(Extracted data entries)
------------

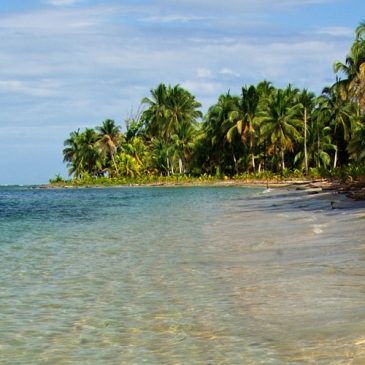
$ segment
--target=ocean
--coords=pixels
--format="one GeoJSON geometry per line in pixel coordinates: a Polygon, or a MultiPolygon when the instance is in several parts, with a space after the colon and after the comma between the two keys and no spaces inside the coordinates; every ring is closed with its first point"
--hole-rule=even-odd
{"type": "Polygon", "coordinates": [[[0,363],[364,364],[365,206],[0,187],[0,363]]]}

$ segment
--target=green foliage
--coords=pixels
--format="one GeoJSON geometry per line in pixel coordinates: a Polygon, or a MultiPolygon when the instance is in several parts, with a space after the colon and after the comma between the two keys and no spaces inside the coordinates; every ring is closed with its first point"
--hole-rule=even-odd
{"type": "Polygon", "coordinates": [[[57,174],[53,179],[49,179],[50,184],[64,184],[65,180],[60,174],[57,174]]]}
{"type": "Polygon", "coordinates": [[[220,95],[204,116],[188,90],[160,84],[142,100],[143,112],[126,121],[125,135],[110,119],[70,133],[63,156],[72,183],[365,175],[365,23],[334,68],[336,82],[318,97],[262,81],[242,87],[240,96],[220,95]]]}

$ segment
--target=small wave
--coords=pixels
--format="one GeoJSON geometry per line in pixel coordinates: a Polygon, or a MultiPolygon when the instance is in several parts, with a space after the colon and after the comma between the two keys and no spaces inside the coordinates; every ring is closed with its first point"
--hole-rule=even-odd
{"type": "Polygon", "coordinates": [[[312,231],[313,231],[313,233],[315,233],[315,234],[321,234],[321,233],[323,233],[323,229],[322,228],[324,228],[324,224],[314,224],[313,226],[312,226],[312,231]]]}

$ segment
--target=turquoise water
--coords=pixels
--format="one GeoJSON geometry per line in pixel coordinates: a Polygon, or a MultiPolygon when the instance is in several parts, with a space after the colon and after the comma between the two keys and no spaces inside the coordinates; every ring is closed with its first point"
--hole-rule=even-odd
{"type": "Polygon", "coordinates": [[[363,364],[365,209],[260,188],[0,188],[1,364],[363,364]]]}

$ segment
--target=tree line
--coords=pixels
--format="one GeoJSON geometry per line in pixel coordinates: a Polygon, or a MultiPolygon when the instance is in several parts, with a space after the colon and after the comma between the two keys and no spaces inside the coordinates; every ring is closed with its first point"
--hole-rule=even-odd
{"type": "Polygon", "coordinates": [[[122,133],[107,119],[70,133],[64,162],[70,176],[171,176],[243,173],[308,174],[365,161],[365,22],[336,82],[321,95],[271,82],[220,95],[205,115],[180,85],[158,85],[122,133]]]}

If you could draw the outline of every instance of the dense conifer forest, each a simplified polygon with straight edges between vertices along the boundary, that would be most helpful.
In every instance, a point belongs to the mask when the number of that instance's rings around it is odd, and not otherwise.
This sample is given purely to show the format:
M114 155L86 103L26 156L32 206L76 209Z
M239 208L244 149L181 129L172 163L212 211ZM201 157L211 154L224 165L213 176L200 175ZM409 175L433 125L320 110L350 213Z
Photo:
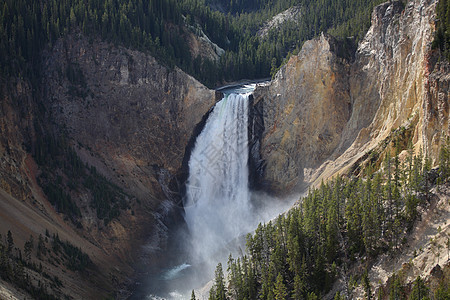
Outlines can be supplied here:
M445 57L450 60L450 1L440 0L436 13L438 26L433 46L439 47Z
M330 32L361 38L374 5L382 0L5 0L0 7L0 73L36 77L40 53L61 36L82 31L92 38L148 51L209 86L224 80L268 77L302 43ZM297 22L259 37L258 29L292 6ZM214 7L221 7L215 10ZM192 57L187 32L202 30L226 52L219 62ZM220 72L219 72L220 70Z
M223 266L217 266L209 299L321 299L352 265L367 267L380 254L395 253L406 243L418 212L430 205L432 186L448 181L449 150L447 139L440 167L431 170L430 159L413 156L412 149L400 162L397 147L392 157L387 152L376 171L377 166L369 164L363 176L336 177L310 190L295 208L248 235L247 255L229 257L228 280ZM367 269L357 275L346 278L346 290L358 282L365 299L371 299ZM449 299L449 282L444 278L431 291L419 277L408 299ZM407 299L405 291L401 277L394 276L377 298ZM346 298L337 293L335 299Z
M55 210L65 215L78 228L81 211L71 193L86 192L91 198L90 207L97 218L107 225L130 208L130 198L122 189L97 172L96 168L83 164L64 135L39 133L33 155L41 167L39 185Z
M0 279L26 291L33 299L69 299L62 292L64 284L59 277L51 276L42 266L44 261L81 274L93 268L91 259L79 247L62 241L58 234L50 235L48 230L37 239L30 235L23 248L15 244L10 230L4 239L0 234Z

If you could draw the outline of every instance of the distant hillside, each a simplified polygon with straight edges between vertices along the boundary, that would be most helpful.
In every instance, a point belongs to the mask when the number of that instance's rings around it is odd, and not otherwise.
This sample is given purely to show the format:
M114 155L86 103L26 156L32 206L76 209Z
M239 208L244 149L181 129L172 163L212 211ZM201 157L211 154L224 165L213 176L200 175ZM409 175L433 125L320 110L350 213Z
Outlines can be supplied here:
M263 78L286 55L320 32L361 37L380 0L278 1L25 1L6 0L0 10L0 74L37 76L40 53L74 30L148 51L203 83ZM299 22L286 22L265 39L255 34L278 13L299 6ZM220 10L214 10L217 8ZM218 62L197 56L188 42L196 29L226 50ZM198 33L197 33L198 34Z

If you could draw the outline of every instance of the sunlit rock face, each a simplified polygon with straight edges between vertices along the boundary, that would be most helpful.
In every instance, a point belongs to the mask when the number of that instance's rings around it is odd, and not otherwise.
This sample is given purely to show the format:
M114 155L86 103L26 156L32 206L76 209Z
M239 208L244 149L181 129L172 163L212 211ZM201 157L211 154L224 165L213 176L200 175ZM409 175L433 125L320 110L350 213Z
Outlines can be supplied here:
M436 3L379 5L354 57L348 41L322 35L255 91L266 189L289 192L342 172L400 126L414 127L416 151L437 157L449 132L449 76L431 49Z
M288 192L303 179L304 168L315 168L339 144L351 114L349 59L339 57L331 36L304 44L272 83L255 91L263 101L265 160L263 185Z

------------

▶ Exercise goal:
For this exercise, return every line from the data that holds the string "simplified".

▶ Response to this task:
If you could draw the outline of every instance of the dense conifer forest, each a simplified polygon with straight edges between vertices along the boundary, that would be most helpful.
If you could draw the outline of every instance of the distant hillside, each a simplified polygon with straight edges between vertices along the boundary, that would be most helpful.
If you could draw the outline of every instance of the sunlit rock face, each a simplified polygon with straight edges between vertices along the boundary, that would be most helpful.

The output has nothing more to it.